### Directive:
Rewrite the listing below with each "top-left corner" changed to "upper-left corner", keeping every other character the same.
Begin
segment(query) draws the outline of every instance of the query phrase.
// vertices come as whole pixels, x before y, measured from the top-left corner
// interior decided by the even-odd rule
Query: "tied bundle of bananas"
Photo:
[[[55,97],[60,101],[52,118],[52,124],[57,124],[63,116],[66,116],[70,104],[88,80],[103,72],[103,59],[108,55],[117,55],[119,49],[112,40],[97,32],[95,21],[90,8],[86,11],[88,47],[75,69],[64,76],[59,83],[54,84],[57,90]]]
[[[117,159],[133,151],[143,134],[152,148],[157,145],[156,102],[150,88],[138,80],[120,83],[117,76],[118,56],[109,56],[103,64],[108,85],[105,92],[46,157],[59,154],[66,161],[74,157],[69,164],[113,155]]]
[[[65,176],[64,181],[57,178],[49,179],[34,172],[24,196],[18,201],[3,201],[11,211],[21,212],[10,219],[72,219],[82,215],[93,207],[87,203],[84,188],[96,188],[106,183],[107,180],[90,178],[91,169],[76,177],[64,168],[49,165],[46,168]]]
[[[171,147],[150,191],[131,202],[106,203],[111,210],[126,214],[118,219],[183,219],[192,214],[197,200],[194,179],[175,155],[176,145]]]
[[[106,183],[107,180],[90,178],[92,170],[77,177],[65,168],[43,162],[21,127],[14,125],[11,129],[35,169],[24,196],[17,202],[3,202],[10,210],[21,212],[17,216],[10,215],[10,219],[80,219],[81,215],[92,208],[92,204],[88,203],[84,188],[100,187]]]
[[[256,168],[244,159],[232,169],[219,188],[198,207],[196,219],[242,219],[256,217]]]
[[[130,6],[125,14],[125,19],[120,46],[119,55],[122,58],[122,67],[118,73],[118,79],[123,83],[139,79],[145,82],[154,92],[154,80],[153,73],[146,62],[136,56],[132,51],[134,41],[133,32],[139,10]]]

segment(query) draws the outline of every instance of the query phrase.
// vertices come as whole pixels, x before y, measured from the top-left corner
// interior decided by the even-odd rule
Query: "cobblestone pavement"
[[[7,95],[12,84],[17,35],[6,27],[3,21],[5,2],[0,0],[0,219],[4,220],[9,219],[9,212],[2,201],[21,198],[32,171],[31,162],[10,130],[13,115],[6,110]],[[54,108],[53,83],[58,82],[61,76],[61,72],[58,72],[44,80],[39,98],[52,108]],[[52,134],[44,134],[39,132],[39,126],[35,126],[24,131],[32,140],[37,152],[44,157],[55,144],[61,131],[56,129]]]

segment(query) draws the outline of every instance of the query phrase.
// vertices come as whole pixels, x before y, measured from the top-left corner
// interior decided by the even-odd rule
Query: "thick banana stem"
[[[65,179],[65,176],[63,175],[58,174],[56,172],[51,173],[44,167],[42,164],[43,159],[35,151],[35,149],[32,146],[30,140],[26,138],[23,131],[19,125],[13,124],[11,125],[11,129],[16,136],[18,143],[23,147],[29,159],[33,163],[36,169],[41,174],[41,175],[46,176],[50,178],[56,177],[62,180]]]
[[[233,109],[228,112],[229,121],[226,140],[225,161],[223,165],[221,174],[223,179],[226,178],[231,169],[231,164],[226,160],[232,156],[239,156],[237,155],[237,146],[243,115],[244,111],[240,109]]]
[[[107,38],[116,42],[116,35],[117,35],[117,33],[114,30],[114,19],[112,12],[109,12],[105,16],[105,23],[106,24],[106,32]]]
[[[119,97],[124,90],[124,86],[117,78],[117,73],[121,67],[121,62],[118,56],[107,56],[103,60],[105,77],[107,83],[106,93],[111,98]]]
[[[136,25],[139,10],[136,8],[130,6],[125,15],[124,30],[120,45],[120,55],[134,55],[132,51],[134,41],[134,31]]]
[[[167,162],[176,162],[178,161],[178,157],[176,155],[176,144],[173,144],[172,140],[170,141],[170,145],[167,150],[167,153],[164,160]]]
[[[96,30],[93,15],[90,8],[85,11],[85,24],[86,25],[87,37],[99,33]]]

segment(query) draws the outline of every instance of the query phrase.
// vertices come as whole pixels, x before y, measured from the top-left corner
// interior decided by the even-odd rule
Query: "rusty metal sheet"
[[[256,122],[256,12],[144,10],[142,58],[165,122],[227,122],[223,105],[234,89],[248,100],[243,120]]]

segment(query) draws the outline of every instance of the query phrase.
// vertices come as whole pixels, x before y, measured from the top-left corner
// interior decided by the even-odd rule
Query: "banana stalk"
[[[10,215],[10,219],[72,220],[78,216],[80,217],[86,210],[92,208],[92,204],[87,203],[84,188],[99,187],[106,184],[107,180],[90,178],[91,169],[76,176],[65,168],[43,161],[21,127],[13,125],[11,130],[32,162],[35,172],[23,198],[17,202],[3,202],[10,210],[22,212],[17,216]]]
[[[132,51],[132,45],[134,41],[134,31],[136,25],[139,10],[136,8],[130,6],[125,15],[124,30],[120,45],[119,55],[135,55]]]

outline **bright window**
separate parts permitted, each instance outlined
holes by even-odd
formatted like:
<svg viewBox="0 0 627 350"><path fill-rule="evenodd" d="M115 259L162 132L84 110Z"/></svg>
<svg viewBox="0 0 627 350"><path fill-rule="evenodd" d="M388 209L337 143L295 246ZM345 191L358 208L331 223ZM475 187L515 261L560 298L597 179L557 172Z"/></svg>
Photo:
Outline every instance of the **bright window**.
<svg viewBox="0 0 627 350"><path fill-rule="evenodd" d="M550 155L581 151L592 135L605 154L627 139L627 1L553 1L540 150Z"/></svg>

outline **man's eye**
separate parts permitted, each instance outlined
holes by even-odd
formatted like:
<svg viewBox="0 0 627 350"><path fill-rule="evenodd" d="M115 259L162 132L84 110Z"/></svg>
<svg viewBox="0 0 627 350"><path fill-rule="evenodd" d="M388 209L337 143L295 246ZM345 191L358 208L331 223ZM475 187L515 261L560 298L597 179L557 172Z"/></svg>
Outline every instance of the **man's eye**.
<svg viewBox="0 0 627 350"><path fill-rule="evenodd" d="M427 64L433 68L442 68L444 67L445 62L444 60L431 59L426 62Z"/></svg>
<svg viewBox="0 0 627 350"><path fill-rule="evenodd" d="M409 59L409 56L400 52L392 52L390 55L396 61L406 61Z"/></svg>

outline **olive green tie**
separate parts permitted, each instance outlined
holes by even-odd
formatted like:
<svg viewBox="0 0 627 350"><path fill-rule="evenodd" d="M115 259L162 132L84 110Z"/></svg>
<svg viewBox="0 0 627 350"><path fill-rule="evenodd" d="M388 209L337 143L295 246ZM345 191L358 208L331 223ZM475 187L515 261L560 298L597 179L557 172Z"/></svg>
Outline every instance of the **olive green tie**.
End
### Response:
segment(query) draws the outline of every instance of the query phrase.
// vertices come as whole pixels, x before y, measured from the upper-left corner
// interior decided by the even-odd rule
Query: "tied bundle of bananas"
Photo:
[[[55,97],[60,101],[52,118],[52,124],[57,124],[63,116],[66,116],[70,104],[88,80],[103,72],[103,59],[108,55],[117,55],[119,49],[112,40],[97,32],[95,21],[90,8],[86,11],[88,47],[75,69],[64,76],[59,83],[54,84],[57,90]]]
[[[117,159],[133,151],[143,134],[152,148],[157,145],[156,102],[150,88],[138,80],[120,83],[117,76],[118,56],[109,56],[103,64],[108,85],[105,92],[46,157],[59,154],[66,161],[74,157],[69,164],[113,155]]]
[[[65,176],[64,181],[57,178],[49,179],[34,172],[24,196],[18,201],[3,201],[11,211],[21,212],[10,219],[72,219],[82,215],[93,207],[87,203],[84,188],[96,188],[106,183],[107,180],[90,178],[91,169],[76,177],[64,168],[49,165],[46,168]]]
[[[171,147],[150,191],[131,202],[106,203],[111,210],[126,214],[118,219],[183,219],[192,214],[197,200],[194,179],[175,155],[176,145]]]
[[[106,183],[107,180],[90,178],[92,170],[77,177],[65,168],[43,162],[21,127],[14,125],[11,129],[35,169],[24,196],[17,202],[3,202],[10,210],[21,212],[17,216],[10,215],[10,219],[80,219],[81,215],[92,208],[92,204],[88,203],[84,188],[100,187]]]
[[[256,168],[244,159],[232,169],[219,188],[198,207],[196,219],[242,219],[256,217]]]
[[[130,6],[125,14],[125,19],[120,46],[119,55],[122,58],[122,67],[118,73],[118,79],[123,83],[139,79],[145,82],[154,92],[154,80],[153,73],[146,62],[136,56],[132,51],[134,41],[133,32],[139,10]]]

segment(query) draws the outline of every instance of the query phrase.
// vertices come as whole pixels, x before y, measured from the upper-left corner
// interior decided by the even-odd rule
Query: "cobblestone pavement"
[[[7,95],[12,84],[17,35],[6,27],[3,21],[5,2],[0,0],[0,219],[4,220],[9,219],[9,212],[2,201],[21,198],[32,171],[31,162],[10,130],[13,115],[6,110]],[[54,108],[53,83],[58,82],[61,76],[61,72],[58,72],[44,80],[39,98],[52,108]],[[52,134],[44,134],[39,132],[39,126],[35,126],[24,131],[32,140],[37,152],[44,157],[55,144],[61,131],[56,129]]]

segment(query) draws the outline of every instance of the query phrase.
// vertices come as whole pixels, x before y, measured from the upper-left corner
// interior decided by the even-odd rule
Query: "thick banana stem"
[[[65,179],[65,176],[63,175],[58,174],[56,172],[51,173],[44,167],[42,164],[43,159],[35,151],[35,149],[32,146],[30,140],[26,138],[23,131],[19,125],[13,124],[11,125],[11,129],[16,136],[18,143],[23,147],[29,159],[33,163],[36,169],[41,174],[41,175],[46,176],[50,178],[56,177],[62,180]]]
[[[233,109],[228,112],[229,121],[226,140],[225,161],[223,165],[221,174],[223,179],[226,178],[231,169],[231,164],[226,160],[232,156],[239,156],[237,155],[237,146],[243,115],[244,111],[240,109]]]
[[[107,38],[116,42],[116,35],[117,35],[117,33],[114,30],[114,19],[112,12],[109,12],[105,16],[105,23],[106,24],[106,32]]]
[[[119,97],[124,90],[124,86],[117,78],[117,73],[121,67],[121,62],[118,56],[107,56],[103,60],[105,77],[107,83],[106,93],[111,98]]]
[[[136,25],[139,10],[136,8],[130,6],[125,15],[124,30],[120,45],[120,55],[134,55],[132,51],[134,41],[134,31]]]
[[[167,162],[176,162],[178,161],[178,157],[176,155],[176,144],[173,144],[172,140],[170,141],[170,145],[167,150],[167,153],[164,160]]]
[[[96,30],[93,15],[90,8],[85,11],[85,24],[86,25],[87,37],[99,33]]]

segment(query) draws the outline of every instance of the query phrase.
// vertices come as whole pixels, x before y, measured from the upper-left corner
// interior decided by the even-odd rule
Query: "rusty metal sheet"
[[[256,122],[256,12],[144,10],[142,58],[165,122],[227,122],[223,105],[234,89],[248,100],[243,120]]]

segment(query) draws the outline of every instance of the query phrase.
// vertices come as whole pixels, x before y, measured from the upper-left corner
// interior decided by the even-odd rule
Query: "banana stalk"
[[[10,215],[10,219],[72,220],[78,216],[80,217],[86,210],[92,208],[92,204],[87,203],[84,188],[99,187],[106,184],[107,180],[90,178],[91,169],[76,176],[65,168],[43,161],[21,127],[13,125],[11,130],[32,162],[35,172],[23,198],[17,202],[3,202],[10,210],[22,212],[17,216]]]
[[[132,51],[132,45],[134,41],[134,31],[136,25],[139,10],[136,8],[130,6],[125,15],[124,30],[120,45],[119,55],[135,55]]]

outline **bright window**
separate parts permitted, each instance outlined
holes by even-odd
formatted like:
<svg viewBox="0 0 627 350"><path fill-rule="evenodd" d="M115 259L162 132L84 110Z"/></svg>
<svg viewBox="0 0 627 350"><path fill-rule="evenodd" d="M388 209L337 143L295 246ZM345 191L358 208L331 223ZM475 187L515 261L560 298L597 179L557 172Z"/></svg>
Photo:
Outline every instance of the **bright window**.
<svg viewBox="0 0 627 350"><path fill-rule="evenodd" d="M550 155L581 151L592 135L605 154L627 139L627 1L553 1L540 150Z"/></svg>

outline **man's eye**
separate parts permitted, each instance outlined
holes by even-odd
formatted like:
<svg viewBox="0 0 627 350"><path fill-rule="evenodd" d="M115 259L162 132L84 110Z"/></svg>
<svg viewBox="0 0 627 350"><path fill-rule="evenodd" d="M388 209L337 143L295 246ZM345 191L358 208L331 223ZM475 187L515 261L560 298L597 179L557 172Z"/></svg>
Outline every instance of the **man's eye**.
<svg viewBox="0 0 627 350"><path fill-rule="evenodd" d="M427 64L433 68L442 68L444 67L445 62L444 60L431 59L426 62Z"/></svg>
<svg viewBox="0 0 627 350"><path fill-rule="evenodd" d="M409 59L409 56L400 52L392 52L390 55L396 61L406 61Z"/></svg>

outline **olive green tie**
separate parts permitted, each instance outlined
holes by even-odd
formatted like:
<svg viewBox="0 0 627 350"><path fill-rule="evenodd" d="M115 259L162 132L84 110Z"/></svg>
<svg viewBox="0 0 627 350"><path fill-rule="evenodd" d="M388 209L337 143L295 246ZM345 191L358 208L331 223ZM475 187L515 261L560 298L597 179L557 172Z"/></svg>
Outline every instance of the **olive green tie**.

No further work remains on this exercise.